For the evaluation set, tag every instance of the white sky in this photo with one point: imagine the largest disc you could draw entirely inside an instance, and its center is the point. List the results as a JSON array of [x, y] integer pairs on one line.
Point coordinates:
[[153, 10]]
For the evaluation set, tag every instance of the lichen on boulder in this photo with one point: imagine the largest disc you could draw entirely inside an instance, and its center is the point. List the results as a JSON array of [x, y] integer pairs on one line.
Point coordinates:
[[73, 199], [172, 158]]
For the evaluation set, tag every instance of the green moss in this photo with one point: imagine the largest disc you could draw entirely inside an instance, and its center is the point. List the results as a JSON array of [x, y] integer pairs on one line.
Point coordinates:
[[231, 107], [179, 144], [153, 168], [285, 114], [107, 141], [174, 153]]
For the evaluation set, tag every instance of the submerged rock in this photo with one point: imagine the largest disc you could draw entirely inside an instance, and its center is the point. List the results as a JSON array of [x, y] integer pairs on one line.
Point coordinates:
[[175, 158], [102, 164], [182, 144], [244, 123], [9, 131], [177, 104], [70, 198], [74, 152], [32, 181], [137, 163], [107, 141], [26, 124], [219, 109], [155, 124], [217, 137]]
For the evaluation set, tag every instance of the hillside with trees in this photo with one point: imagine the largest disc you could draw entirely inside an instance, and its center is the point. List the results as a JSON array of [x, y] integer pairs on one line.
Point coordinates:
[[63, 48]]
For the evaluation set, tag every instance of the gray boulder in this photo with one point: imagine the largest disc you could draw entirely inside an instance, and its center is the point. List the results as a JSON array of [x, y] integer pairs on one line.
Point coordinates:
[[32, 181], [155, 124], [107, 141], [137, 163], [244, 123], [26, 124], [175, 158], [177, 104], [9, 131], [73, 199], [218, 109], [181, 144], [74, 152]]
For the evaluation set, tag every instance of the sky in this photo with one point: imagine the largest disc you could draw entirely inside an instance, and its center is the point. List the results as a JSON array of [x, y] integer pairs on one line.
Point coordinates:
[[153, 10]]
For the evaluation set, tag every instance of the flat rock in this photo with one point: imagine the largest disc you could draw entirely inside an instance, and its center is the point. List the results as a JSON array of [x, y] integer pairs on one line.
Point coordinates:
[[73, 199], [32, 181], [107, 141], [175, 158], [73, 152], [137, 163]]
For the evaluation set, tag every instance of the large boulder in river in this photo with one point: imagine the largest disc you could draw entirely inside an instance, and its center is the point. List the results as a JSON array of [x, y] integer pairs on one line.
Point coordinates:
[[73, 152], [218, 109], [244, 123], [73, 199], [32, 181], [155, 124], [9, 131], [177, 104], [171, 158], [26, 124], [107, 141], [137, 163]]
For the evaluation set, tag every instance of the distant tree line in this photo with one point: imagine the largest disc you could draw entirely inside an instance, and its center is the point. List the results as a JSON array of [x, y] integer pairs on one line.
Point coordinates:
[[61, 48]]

+===+

SHORT PROBLEM:
Reproduce the listing above exactly from the line containing "For the evaluation set, tag every instance of the sky" through its last line, with both of those lines included.

PROBLEM SOLUTION:
For the evaluation set, tag every instance of the sky in this photo with one point: imagine the largest disc you could draw entirely inside an instance, and its center is the point. List the results as a JSON array of [x, y] integer pairs on one line.
Point coordinates:
[[153, 10]]
For the evaluation set, tag every instance of the flat rock in this photo with one point: imagine the largest disc you could draw entirely inside an instance, and its center is the point. List the results as a JSON array of [x, y] integer pairs on one line.
Point coordinates:
[[73, 199], [32, 181], [107, 141], [175, 158], [73, 152], [137, 163]]
For the evaluation set, tag every instance of the large boulder in river in this photo with one point: imagine the largest disc you could draw entirely inside an instance, and its center is the point. List the results as a JSON array of [x, y] integer pairs on one line.
Point coordinates:
[[73, 152], [218, 109], [244, 123], [73, 199], [32, 181], [155, 124], [9, 131], [177, 104], [171, 158], [26, 124], [107, 141], [137, 163]]
For the evaluation set, tag every instance of the distant tree line in this photo with one point: imagine the largest disc you could draw entirely inside an instance, and its center is the point. List the results as a JSON array of [x, y] integer pairs on one line.
Point coordinates:
[[61, 48]]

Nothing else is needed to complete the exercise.